The fate of Martin Shkreli, the so-called pharma-bro whom many Americans love to hate, now rests in the hands of jurors at a Brooklyn Federal courthouse.

Shkreli — who has been free on bail — faces eight counts of securities fraud and conspiracy to commit securities and wire fraud. The charges stem from his management of drug company Retrophin and hedge funds MSMB Capital Management and MSMB Healthcare.

Arrested in late 2015, the 34-year-old had already gained notoriety for boosting the price of AIDS drug Daraprim by 5,000 percent to $750 a pill when he was chief of Turing Pharmaceuticals.

Shkreli's pugnacious attitude toward journalists, lawmakers and others, largely through social media where he freely hurls insults, hasn't helped his reputation.

That reputation made selecting impartial jurors a challenge, with potential jurors calling him a "snake," "a price gouger" and "the most hated man in America," reports The New York Times. More than 200 potential jurors had to be dismissed over the course of two days, says ABC News.

Before raising the price of Daraprim in 2015, which has nothing to do with the trial, prosecutors say Shkreli concealed the fact that he lost millions of dollars of investors' money and tried to pay them back with worthless stock in a drug startup, reports The Los Angeles Times.

In her closing argument, Assistant U.S. Attorney Alixandra Smith told jurors Shkreli "lied to investors to get their money into the funds and then lied to them so they wouldn't take it out," according to The Associated Press.

Shkreli's defense attorneys say investors did not lose money, indeed some raked in big profits once the drug company went public.

Requirement.
Output the passage of the Martin Shkreli trial article from "Shkreli's pugnacious attitude" up to and including "says ABC News.". The listing that comes next was taken from a separate source.

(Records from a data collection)

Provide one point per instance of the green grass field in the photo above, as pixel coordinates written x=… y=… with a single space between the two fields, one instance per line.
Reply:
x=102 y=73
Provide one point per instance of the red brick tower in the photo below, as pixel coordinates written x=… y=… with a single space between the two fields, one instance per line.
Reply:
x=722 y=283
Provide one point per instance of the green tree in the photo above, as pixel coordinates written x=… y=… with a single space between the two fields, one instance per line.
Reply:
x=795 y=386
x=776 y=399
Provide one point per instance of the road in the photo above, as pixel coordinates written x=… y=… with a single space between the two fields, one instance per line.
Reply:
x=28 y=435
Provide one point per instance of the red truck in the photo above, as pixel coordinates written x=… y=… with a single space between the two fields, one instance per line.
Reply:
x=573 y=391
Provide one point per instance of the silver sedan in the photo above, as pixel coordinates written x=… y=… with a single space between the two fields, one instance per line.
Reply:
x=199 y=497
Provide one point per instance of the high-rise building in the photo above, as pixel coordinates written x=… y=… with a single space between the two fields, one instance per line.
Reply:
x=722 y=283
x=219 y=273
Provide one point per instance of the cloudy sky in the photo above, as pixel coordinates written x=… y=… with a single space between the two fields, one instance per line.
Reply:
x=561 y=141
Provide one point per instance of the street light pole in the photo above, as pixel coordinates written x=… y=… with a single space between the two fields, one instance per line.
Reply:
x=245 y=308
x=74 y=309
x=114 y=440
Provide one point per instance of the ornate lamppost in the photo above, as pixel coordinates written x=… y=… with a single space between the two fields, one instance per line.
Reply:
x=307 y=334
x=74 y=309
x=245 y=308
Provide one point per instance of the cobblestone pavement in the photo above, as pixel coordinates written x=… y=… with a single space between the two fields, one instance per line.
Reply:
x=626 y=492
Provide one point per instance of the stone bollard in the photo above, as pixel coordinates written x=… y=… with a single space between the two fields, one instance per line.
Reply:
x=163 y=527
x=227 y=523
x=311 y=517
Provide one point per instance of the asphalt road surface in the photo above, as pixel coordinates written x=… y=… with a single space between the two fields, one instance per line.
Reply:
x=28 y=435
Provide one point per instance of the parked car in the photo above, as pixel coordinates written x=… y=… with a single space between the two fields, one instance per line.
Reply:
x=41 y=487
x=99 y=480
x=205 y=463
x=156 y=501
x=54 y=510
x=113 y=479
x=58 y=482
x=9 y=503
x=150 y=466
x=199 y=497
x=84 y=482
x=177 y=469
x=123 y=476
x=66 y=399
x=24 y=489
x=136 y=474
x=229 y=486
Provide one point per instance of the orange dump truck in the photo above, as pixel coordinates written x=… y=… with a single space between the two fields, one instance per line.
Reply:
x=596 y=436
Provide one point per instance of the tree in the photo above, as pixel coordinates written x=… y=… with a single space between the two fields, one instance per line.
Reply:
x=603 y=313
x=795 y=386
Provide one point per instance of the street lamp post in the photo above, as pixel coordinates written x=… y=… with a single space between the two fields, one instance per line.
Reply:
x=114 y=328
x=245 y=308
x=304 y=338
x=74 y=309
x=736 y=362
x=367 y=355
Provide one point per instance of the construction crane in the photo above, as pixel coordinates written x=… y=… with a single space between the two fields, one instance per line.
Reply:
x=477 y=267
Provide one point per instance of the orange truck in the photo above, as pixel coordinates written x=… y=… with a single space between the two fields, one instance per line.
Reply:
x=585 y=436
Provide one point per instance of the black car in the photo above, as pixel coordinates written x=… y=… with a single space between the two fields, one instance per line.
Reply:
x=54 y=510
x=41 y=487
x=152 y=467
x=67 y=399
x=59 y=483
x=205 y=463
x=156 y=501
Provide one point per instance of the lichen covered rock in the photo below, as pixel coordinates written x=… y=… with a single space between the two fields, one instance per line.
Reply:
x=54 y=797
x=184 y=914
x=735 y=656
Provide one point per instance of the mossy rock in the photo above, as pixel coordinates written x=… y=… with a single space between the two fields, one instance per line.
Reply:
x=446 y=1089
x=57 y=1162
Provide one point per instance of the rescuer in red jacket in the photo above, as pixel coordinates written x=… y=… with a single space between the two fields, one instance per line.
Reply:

Response box.
Shkreli's pugnacious attitude toward journalists, lawmakers and others, largely through social media where he freely hurls insults, hasn't helped his reputation.

That reputation made selecting impartial jurors a challenge, with potential jurors calling him a "snake," "a price gouger" and "the most hated man in America," reports The New York Times. More than 200 potential jurors had to be dismissed over the course of two days, says ABC News.